Will you write out the data exactly, excluding every picture?

[Begin Supplied records]

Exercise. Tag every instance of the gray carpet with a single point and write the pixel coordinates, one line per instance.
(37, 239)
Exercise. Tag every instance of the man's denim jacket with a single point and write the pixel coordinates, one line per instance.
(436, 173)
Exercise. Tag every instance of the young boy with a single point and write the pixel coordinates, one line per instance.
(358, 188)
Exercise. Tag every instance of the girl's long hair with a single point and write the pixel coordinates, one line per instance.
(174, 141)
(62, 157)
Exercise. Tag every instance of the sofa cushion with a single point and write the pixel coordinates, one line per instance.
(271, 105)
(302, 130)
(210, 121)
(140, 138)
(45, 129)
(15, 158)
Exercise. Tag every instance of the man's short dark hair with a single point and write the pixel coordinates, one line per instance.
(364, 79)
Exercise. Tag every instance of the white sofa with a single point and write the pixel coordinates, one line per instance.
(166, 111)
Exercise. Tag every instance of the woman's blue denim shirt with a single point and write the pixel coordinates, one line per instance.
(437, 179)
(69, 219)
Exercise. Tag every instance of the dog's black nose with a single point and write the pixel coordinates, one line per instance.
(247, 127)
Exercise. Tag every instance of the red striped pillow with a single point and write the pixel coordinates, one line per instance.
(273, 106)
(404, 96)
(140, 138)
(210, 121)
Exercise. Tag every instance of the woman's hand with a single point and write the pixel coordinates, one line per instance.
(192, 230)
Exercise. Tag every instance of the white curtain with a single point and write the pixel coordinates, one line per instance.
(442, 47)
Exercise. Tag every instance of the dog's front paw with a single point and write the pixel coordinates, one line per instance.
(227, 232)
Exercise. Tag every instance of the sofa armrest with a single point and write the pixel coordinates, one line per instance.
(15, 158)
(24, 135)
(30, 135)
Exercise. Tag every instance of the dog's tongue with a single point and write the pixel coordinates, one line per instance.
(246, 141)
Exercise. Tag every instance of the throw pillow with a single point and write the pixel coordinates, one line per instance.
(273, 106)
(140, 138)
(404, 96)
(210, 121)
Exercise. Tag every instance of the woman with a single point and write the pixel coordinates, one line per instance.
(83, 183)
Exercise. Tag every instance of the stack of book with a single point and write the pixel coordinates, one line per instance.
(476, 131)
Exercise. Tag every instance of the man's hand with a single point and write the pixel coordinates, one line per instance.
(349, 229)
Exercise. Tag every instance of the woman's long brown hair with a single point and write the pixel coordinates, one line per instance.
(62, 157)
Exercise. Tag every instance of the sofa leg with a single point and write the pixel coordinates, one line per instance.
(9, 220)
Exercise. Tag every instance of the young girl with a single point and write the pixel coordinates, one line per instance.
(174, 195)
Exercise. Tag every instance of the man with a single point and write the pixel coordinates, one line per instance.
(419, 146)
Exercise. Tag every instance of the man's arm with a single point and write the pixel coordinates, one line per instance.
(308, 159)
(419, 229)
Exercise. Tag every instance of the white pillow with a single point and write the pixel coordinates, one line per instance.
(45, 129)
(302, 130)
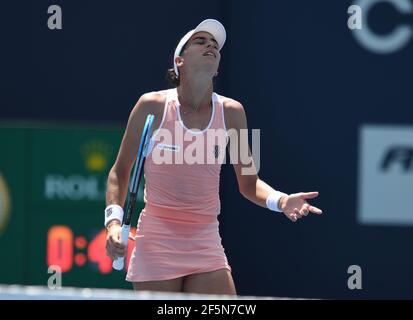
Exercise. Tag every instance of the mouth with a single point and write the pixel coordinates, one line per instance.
(210, 53)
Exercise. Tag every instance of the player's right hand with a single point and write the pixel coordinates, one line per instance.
(114, 246)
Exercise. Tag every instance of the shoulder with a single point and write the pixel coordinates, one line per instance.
(234, 112)
(150, 102)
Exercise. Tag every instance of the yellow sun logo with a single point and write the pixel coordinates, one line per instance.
(4, 204)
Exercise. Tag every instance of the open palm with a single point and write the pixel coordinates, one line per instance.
(295, 206)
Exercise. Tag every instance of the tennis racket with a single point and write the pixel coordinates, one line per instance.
(118, 263)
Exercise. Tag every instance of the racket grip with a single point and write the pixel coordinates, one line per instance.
(118, 263)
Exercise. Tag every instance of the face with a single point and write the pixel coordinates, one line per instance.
(200, 53)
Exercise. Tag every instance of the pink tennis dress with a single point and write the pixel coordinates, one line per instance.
(177, 232)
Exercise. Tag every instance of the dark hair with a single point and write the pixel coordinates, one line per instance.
(171, 77)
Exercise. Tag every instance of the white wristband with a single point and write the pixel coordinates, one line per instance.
(274, 199)
(113, 212)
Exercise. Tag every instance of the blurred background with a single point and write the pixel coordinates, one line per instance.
(333, 105)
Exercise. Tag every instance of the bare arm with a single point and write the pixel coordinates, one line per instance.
(249, 183)
(117, 184)
(294, 206)
(118, 179)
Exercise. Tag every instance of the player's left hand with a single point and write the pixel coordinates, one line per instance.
(295, 206)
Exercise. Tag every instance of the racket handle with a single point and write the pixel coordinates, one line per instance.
(118, 263)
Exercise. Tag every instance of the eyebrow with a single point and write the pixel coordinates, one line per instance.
(204, 38)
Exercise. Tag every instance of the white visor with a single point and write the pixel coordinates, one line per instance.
(211, 26)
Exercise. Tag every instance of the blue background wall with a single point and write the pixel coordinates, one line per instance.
(304, 82)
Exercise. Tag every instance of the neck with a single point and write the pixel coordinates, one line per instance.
(195, 92)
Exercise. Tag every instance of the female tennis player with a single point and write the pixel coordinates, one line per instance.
(177, 244)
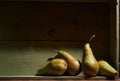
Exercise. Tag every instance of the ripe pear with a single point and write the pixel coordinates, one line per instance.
(56, 67)
(106, 69)
(74, 65)
(90, 65)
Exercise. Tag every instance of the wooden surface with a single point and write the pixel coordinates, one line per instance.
(61, 80)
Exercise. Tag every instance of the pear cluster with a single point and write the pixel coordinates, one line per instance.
(66, 64)
(62, 64)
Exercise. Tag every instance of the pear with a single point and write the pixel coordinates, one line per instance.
(90, 65)
(106, 69)
(56, 67)
(74, 65)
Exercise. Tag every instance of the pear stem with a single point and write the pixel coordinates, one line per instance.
(90, 39)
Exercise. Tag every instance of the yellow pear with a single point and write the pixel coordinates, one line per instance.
(56, 67)
(74, 65)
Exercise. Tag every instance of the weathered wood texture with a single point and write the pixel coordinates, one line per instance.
(60, 80)
(54, 21)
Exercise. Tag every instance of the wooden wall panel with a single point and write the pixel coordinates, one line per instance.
(54, 21)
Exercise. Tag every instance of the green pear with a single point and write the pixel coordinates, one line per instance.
(74, 65)
(106, 69)
(90, 65)
(56, 67)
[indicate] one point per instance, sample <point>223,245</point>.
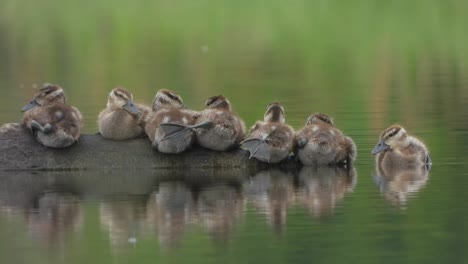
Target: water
<point>367,65</point>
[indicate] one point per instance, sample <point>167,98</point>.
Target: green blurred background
<point>329,56</point>
<point>366,63</point>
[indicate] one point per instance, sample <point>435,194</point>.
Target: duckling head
<point>316,118</point>
<point>218,102</point>
<point>121,98</point>
<point>274,113</point>
<point>49,94</point>
<point>392,137</point>
<point>167,99</point>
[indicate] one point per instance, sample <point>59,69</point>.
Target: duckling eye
<point>393,133</point>
<point>172,96</point>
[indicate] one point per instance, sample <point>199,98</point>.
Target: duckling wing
<point>172,130</point>
<point>258,148</point>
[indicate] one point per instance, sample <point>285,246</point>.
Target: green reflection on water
<point>368,64</point>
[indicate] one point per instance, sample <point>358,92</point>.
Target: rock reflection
<point>165,204</point>
<point>272,192</point>
<point>321,188</point>
<point>53,216</point>
<point>50,212</point>
<point>397,184</point>
<point>123,218</point>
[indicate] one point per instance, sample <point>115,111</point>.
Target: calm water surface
<point>367,65</point>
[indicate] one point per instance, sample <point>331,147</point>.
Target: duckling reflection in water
<point>169,210</point>
<point>227,130</point>
<point>122,119</point>
<point>271,140</point>
<point>321,143</point>
<point>272,192</point>
<point>397,184</point>
<point>321,188</point>
<point>397,148</point>
<point>170,126</point>
<point>123,219</point>
<point>54,216</point>
<point>219,209</point>
<point>52,122</point>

[End Supplied records]

* Response to this exercise *
Exercise. Tag every instance of the gray carpet with a single point and write the pixel coordinates, one line per instance.
(37, 239)
Exercise. Tag every instance of the man's denim jacket with a single point and write the pixel coordinates, one line per instance.
(436, 173)
Exercise. Tag every instance of the young boy with a single point and write the pixel coordinates, one line per instance.
(358, 188)
Exercise. Tag every instance of the girl's long hair with a single point and write the pixel coordinates, one line per instance.
(174, 141)
(62, 157)
Exercise. Tag every instance of the sofa cushion with a single point and write the pixel coordinates, one line per instance.
(271, 105)
(302, 130)
(210, 121)
(140, 138)
(45, 129)
(15, 158)
Exercise. Tag every instance of the man's short dark hair with a single point and write the pixel coordinates, one line per instance.
(364, 79)
Exercise. Tag every instance of the white sofa with a single point and write the pixel coordinates, one line per instance.
(166, 111)
Exercise. Tag every instance of the woman's blue denim shirt with a single point and write the pixel coordinates, one line per instance.
(437, 179)
(69, 219)
Exercise. Tag every instance of the dog's black nose with a single point and write the pixel coordinates, one line per instance.
(247, 127)
Exercise. Tag every instance of the red striped pillow with a single point and write the pixel coordinates, one line per instance.
(273, 106)
(404, 96)
(140, 138)
(210, 121)
Exercise. Tag every instance of the woman's hand with a single point and write the pixel coordinates, one line per instance.
(192, 230)
Exercise. Tag every instance of the white curtain with a single point and write the pixel coordinates, one line per instance.
(442, 47)
Exercise. Tag every instance of the dog's front paw with a single point and write the pixel coordinates, one line per instance.
(227, 232)
Exercise. Tag every instance of the sofa armrest with a single point and write the pixel coordinates, one line per instance.
(15, 158)
(24, 135)
(30, 135)
Exercise. Tag every instance of the dog's tongue with a single point and write the pixel coordinates, one line per instance.
(246, 141)
Exercise. Tag every instance of the throw pillow with a single point and write the pixel coordinates, one line per instance.
(273, 106)
(140, 138)
(404, 96)
(210, 121)
Exercise. Tag every instance of the woman with a single point and write the pixel coordinates, one line per instance.
(83, 183)
Exercise. Tag every instance of the stack of book with a single point and write the pixel coordinates, one line per instance.
(476, 131)
Exercise. Tag every instance of the man's hand with a single point and write the pixel coordinates, one line per instance.
(349, 229)
Exercise. Tag every instance of the woman's long brown hair with a single point and write the pixel coordinates, one line per instance.
(62, 157)
Exercise. Tag every instance of the sofa leg with a single point and write the pixel coordinates, one line per instance.
(9, 220)
Exercise. Tag every instance of the young girl with a single point and write the pixel coordinates, one line per instance.
(174, 195)
Exercise. Tag every instance of the man with a single point and write the pixel coordinates, one line per instance.
(419, 146)
Exercise. Tag every instance of the man's arm with a single point and write the pixel coordinates, one line per instance.
(308, 159)
(419, 229)
Exercise. Tag every instance of the white pillow with a single point and write the pixel coordinates, one line per instance.
(45, 129)
(302, 130)
Exercise. Tag every instance of the mouth with a single point and write the pixel coordinates, one line per instance.
(210, 53)
Exercise. Tag every instance of the player's right hand with a single point and write the pixel coordinates, one line per instance.
(114, 246)
Exercise. Tag every instance of the shoulder with a single point and write the pixel coordinates, one line per instance.
(234, 112)
(150, 102)
Exercise. Tag every instance of the yellow sun logo with a single point and write the pixel coordinates, one line per instance.
(4, 204)
Exercise. Tag every instance of the open palm with a single point and write the pixel coordinates, one line per instance.
(295, 206)
Exercise. Tag every instance of the tennis racket with a single point and write the pixel coordinates, one line per instance.
(118, 263)
Exercise. Tag every instance of the racket grip with a single point and write the pixel coordinates, one line per instance.
(118, 263)
Exercise. Tag every instance of the face with a single point and write the pixel coordinates, one line per instance.
(200, 53)
Exercise. Tag every instance of the pink tennis dress with a single point and write the pixel coordinates, one line per instance.
(177, 232)
Exercise. Tag every instance of the dark hair with a single point and write the pixel coordinates, one line per instance.
(171, 77)
Exercise. Tag every instance of the white wristband with a single point and write the pixel coordinates, one line per instance.
(274, 199)
(113, 212)
Exercise. Tag every instance of the blurred background with a single point and write the pixel coordinates, one line per instance.
(333, 105)
Exercise. Tag every instance of the bare arm with a single point and write the pixel coordinates, one line per instance.
(249, 183)
(117, 184)
(294, 206)
(118, 179)
Exercise. Tag every instance of the player's left hand with a single point and write the pixel coordinates, one line per instance.
(295, 206)
Exercise. Tag every instance of the racket handle with a single point and write the pixel coordinates, one line per instance.
(118, 263)
Exercise. Tag every instance of the eyebrow with a single point and write the pixel coordinates, one line per instance.
(204, 38)
Exercise. Tag every instance of the white visor with a single point and write the pixel coordinates, one line per instance.
(211, 26)
Exercise. Tag every instance of the blue background wall with a single point and write the pixel coordinates, one line per instance.
(304, 82)
Exercise. Tag every instance of the neck with a single point and write the pixel coordinates, one line per instance.
(195, 92)
Exercise. Tag every instance of the female tennis player with a single point and write the pixel coordinates, one line per instance.
(177, 244)
Exercise. Tag every instance of the ripe pear with a single point and write the pixel coordinates, one line per instance.
(56, 67)
(106, 69)
(74, 65)
(90, 65)
Exercise. Tag every instance of the wooden surface with a single point and write the pixel coordinates, one line per instance.
(61, 80)
Exercise. Tag every instance of the pear cluster with a single point and write the pixel coordinates, one line per instance.
(66, 64)
(62, 64)
Exercise. Tag every instance of the pear with a single point and write the pixel coordinates, one line per instance.
(90, 65)
(106, 69)
(56, 67)
(74, 65)
Exercise. Tag every instance of the pear stem with a single point and write the pixel coordinates, one line per instance.
(90, 39)
Exercise. Tag every instance of the yellow pear with a single point and write the pixel coordinates, one line per instance.
(56, 67)
(74, 65)
Exercise. Tag every instance of the weathered wood texture with a single point and write the pixel coordinates, one line per instance.
(60, 80)
(54, 21)
Exercise. Tag every instance of the wooden wall panel with a single point and write the pixel coordinates, one line per instance.
(54, 21)
Exercise. Tag every instance of the green pear with a single point and write the pixel coordinates, one line per instance.
(74, 65)
(106, 69)
(90, 65)
(56, 67)
[indicate] one point per instance, sample <point>223,245</point>.
Target: water
<point>367,65</point>
[indicate] one point per instance, sample <point>167,98</point>.
Target: green blurred background
<point>329,56</point>
<point>366,63</point>
[indicate] one point per instance, sample <point>435,194</point>.
Target: duckling head
<point>316,118</point>
<point>218,102</point>
<point>121,98</point>
<point>274,113</point>
<point>49,94</point>
<point>392,137</point>
<point>167,99</point>
[indicate] one point per instance, sample <point>59,69</point>.
Target: duckling eye
<point>393,133</point>
<point>172,96</point>
[indicate] one point per instance, sample <point>199,98</point>.
Target: duckling wing
<point>172,130</point>
<point>258,148</point>
[indicate] one point per instance, sample <point>285,246</point>.
Target: green reflection on water
<point>368,64</point>
[indicate] one point per instance, sample <point>358,92</point>.
Target: rock reflection
<point>165,204</point>
<point>272,192</point>
<point>321,188</point>
<point>53,216</point>
<point>50,212</point>
<point>397,184</point>
<point>123,218</point>
[indicate] one point per instance, sample <point>115,111</point>.
Target: calm water surface
<point>367,65</point>
[indicate] one point per instance, sample <point>331,147</point>.
Target: duckling reflection in water
<point>169,210</point>
<point>227,130</point>
<point>122,119</point>
<point>271,140</point>
<point>321,143</point>
<point>272,192</point>
<point>397,184</point>
<point>321,188</point>
<point>397,148</point>
<point>170,126</point>
<point>123,219</point>
<point>54,216</point>
<point>219,209</point>
<point>52,122</point>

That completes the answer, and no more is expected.